====== TASK MATERIAL

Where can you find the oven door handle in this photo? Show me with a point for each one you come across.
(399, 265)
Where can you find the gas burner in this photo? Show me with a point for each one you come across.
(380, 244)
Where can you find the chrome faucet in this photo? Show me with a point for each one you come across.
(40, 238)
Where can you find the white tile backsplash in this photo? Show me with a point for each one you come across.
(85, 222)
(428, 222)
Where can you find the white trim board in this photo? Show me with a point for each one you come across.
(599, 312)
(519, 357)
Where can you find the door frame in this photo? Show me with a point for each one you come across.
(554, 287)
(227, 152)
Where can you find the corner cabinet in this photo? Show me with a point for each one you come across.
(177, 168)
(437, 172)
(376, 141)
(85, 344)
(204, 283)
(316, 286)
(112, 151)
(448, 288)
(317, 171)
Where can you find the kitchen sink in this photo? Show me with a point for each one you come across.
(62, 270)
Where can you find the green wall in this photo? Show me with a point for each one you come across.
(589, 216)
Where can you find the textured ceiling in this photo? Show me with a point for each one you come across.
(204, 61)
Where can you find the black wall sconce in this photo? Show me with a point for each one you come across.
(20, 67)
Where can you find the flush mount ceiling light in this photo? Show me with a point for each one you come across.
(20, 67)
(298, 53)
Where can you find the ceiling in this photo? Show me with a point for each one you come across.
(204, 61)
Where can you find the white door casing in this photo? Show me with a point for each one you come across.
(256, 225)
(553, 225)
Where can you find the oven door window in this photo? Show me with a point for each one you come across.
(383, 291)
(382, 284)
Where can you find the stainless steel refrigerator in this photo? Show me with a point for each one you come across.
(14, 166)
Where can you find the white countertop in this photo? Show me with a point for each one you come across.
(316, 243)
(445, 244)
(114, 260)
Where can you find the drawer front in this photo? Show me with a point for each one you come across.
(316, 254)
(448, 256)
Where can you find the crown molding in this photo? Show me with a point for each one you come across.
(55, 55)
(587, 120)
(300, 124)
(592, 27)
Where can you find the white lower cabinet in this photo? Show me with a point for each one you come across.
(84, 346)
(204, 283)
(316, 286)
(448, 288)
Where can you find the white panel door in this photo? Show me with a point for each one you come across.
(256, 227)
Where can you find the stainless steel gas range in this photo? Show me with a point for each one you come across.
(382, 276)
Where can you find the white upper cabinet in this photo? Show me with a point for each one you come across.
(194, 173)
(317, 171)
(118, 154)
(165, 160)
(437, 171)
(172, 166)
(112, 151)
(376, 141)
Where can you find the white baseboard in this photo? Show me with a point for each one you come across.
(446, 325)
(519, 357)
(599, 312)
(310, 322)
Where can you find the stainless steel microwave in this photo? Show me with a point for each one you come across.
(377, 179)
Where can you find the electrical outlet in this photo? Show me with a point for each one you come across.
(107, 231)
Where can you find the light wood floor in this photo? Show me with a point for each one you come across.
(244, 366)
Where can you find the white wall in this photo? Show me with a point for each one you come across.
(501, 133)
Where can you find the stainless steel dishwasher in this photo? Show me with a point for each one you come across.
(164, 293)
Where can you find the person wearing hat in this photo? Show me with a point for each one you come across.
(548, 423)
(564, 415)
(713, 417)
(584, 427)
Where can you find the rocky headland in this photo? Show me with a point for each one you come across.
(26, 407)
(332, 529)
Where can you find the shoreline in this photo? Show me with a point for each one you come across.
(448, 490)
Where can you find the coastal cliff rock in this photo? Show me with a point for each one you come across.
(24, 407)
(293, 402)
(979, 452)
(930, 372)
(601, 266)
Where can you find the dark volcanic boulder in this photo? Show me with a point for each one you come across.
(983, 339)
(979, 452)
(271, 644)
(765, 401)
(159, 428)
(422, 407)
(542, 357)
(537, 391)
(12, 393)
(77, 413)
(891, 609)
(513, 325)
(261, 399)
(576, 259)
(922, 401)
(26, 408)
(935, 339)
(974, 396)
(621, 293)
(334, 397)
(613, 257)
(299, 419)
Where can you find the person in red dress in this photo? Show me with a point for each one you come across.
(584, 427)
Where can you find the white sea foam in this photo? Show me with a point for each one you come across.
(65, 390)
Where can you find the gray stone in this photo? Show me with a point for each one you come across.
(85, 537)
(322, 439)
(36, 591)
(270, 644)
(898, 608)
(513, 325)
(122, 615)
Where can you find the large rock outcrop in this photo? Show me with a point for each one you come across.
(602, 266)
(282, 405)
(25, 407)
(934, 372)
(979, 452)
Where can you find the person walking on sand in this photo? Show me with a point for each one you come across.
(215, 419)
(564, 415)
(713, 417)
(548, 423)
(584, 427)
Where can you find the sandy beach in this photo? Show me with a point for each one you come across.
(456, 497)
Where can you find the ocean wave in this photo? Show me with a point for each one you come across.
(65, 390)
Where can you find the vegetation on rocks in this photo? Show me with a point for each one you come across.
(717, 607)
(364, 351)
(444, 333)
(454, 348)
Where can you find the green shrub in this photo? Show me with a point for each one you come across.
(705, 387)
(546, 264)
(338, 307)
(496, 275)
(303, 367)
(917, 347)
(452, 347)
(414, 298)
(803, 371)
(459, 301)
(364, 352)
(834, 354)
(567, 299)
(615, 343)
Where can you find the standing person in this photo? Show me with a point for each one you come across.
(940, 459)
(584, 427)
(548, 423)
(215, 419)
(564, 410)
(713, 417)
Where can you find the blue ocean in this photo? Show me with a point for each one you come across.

============

*SET EXERCISE:*
Can you write out everything from the line containing "Where can you find the sandy" down to the end of the material again, substituting "leafy bush" for "green shrub" and keeping all else the same?

*EXERCISE ANSWER:*
Where can you find the sandy beach in this photo? Show me with a point for each one you come across.
(456, 497)
Where can you find the ocean wave in this photo? Show me with a point for each one you come across.
(65, 390)
Where can you find the vegetation on rocks in this photo? Show me with a point for each one you come across.
(717, 607)
(364, 351)
(444, 333)
(454, 348)
Where can you find the leafy bush in this photo? Show me with a point for each one you come across.
(705, 387)
(546, 264)
(338, 307)
(496, 275)
(303, 367)
(917, 347)
(452, 347)
(414, 298)
(803, 371)
(459, 301)
(364, 352)
(834, 354)
(567, 299)
(615, 343)
Where can you find the standing person in this photo? Show me with a point for each one you come across.
(940, 459)
(584, 427)
(548, 423)
(215, 419)
(564, 410)
(713, 417)
Where can you find the blue ocean in this photo? Show me with a point for each one you come across.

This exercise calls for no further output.